━━ Extracted material ━━

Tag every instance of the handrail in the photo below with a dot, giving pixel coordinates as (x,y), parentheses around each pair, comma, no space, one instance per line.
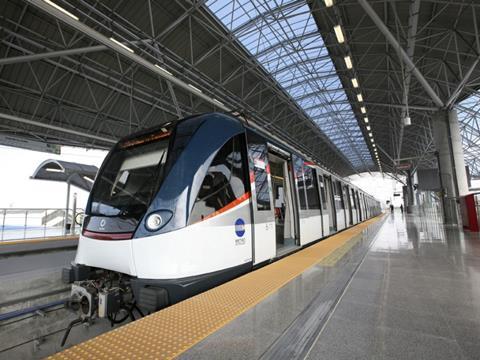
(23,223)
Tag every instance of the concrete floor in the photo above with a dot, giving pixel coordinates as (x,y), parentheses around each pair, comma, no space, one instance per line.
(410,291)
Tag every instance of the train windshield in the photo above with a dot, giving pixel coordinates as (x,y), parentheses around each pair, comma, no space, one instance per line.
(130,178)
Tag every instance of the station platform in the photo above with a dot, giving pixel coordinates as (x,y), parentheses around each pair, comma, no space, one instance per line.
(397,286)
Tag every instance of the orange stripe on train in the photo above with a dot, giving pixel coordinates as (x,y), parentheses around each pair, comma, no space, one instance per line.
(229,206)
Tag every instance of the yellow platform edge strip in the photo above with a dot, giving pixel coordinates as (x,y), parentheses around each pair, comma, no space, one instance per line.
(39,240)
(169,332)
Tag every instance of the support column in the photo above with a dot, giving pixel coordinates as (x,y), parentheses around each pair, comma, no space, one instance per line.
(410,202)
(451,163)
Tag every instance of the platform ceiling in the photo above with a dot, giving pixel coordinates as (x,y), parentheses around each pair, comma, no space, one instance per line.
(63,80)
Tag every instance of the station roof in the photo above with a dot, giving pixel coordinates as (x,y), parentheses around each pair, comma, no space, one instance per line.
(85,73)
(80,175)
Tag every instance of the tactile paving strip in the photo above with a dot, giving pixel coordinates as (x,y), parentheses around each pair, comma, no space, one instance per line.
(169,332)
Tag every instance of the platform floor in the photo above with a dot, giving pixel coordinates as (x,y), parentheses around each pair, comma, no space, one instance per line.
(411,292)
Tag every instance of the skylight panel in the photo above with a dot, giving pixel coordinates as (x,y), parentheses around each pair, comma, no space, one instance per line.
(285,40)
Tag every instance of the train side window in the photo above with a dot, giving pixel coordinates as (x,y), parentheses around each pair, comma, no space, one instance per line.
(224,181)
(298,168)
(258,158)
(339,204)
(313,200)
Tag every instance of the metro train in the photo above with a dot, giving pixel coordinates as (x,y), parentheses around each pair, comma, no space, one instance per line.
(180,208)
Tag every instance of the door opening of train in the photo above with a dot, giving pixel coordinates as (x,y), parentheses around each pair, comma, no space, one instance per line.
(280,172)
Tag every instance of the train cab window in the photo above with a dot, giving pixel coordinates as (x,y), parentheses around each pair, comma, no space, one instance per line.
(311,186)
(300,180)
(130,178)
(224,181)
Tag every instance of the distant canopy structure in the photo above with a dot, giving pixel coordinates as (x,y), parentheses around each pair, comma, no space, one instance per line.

━━━

**What you should do**
The expected output is the run of lines from the one holding "Tag every instance of the door" to the last line of the entries above, each reproduced character for character.

**Expected answer**
Tag every instance of the door opening of train in the photo above with a dot, giving pixel coordinates as (x,y), parentheses around each pair, comma, no space, one instance per line.
(280,172)
Tag every instance of the train cab window in the photo above with a dot, giving pixel coordinates as (x,y), parentheses around each pair, comma, no space, one instance per line.
(311,186)
(300,180)
(130,178)
(224,181)
Tag every instance of the distant canopy structure in the photo above with a dot, giving pixel coordinates as (x,y), parentheses around each pair, comma, no space, one instance per line.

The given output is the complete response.